Rewrite the stretch of lines below that opens with the line containing "class: stone fire pit => detect" and closes with the line containing "top-left (220, 0), bottom-right (422, 268)", keeping every line in it. Raise each bounding-box coordinate in the answers by 150, and leave the class lines and the "e.g." lines unchanged.

◆ ◆ ◆ ◆ ◆ ◆ ◆

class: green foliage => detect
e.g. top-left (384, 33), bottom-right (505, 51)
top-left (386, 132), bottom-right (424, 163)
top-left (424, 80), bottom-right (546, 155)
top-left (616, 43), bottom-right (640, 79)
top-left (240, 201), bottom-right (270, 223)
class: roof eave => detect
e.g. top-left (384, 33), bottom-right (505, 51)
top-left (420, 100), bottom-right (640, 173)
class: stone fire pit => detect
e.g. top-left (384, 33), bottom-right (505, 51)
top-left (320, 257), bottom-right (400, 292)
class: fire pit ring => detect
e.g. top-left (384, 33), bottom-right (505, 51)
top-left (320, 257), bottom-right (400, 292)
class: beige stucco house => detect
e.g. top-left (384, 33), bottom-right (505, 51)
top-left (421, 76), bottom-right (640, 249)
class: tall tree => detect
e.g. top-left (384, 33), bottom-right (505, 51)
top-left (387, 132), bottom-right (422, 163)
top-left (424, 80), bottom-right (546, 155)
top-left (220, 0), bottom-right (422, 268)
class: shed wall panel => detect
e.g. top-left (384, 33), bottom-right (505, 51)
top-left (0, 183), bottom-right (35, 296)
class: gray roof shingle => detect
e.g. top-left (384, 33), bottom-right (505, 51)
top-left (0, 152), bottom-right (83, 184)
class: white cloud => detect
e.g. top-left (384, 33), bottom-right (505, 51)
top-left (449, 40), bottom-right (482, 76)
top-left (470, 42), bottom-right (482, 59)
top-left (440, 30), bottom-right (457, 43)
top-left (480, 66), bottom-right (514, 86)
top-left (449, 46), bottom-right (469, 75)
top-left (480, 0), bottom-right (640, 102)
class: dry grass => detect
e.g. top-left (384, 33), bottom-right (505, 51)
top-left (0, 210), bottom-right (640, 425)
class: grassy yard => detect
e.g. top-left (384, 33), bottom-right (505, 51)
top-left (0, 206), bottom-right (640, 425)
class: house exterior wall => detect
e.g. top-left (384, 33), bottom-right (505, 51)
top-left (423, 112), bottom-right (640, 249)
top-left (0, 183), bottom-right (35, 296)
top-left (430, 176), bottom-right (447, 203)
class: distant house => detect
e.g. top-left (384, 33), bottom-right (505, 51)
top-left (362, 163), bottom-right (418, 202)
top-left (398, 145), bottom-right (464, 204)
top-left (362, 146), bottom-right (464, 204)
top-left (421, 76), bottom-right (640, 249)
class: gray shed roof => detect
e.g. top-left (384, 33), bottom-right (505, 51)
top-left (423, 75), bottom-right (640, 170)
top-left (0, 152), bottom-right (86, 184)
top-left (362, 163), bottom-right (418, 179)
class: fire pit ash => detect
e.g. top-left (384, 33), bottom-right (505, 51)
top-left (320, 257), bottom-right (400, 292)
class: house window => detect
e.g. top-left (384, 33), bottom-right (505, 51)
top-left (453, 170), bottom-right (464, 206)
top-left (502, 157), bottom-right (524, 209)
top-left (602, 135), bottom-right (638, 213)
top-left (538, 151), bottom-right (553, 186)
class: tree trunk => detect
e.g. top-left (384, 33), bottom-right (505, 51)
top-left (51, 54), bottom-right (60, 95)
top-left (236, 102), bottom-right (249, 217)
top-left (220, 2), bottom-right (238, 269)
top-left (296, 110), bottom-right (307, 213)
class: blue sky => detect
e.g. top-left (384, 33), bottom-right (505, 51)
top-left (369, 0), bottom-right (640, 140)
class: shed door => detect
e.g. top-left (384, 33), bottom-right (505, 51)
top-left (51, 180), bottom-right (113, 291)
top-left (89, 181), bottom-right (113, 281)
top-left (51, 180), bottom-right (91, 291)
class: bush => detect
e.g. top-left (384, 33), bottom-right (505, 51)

◆ ◆ ◆ ◆ ◆ ◆ ◆

> **Finished task**:
class: stone fire pit => detect
e.g. top-left (384, 33), bottom-right (505, 51)
top-left (470, 407), bottom-right (550, 442)
class: fire pit ring => detect
e.g. top-left (384, 33), bottom-right (505, 51)
top-left (470, 407), bottom-right (550, 442)
class: beige stucco house => detect
e.g. top-left (384, 33), bottom-right (505, 51)
top-left (571, 226), bottom-right (790, 399)
class: tall tree => detect
e.g. top-left (384, 33), bottom-right (505, 51)
top-left (537, 282), bottom-right (572, 313)
top-left (574, 230), bottom-right (696, 305)
top-left (370, 150), bottom-right (572, 418)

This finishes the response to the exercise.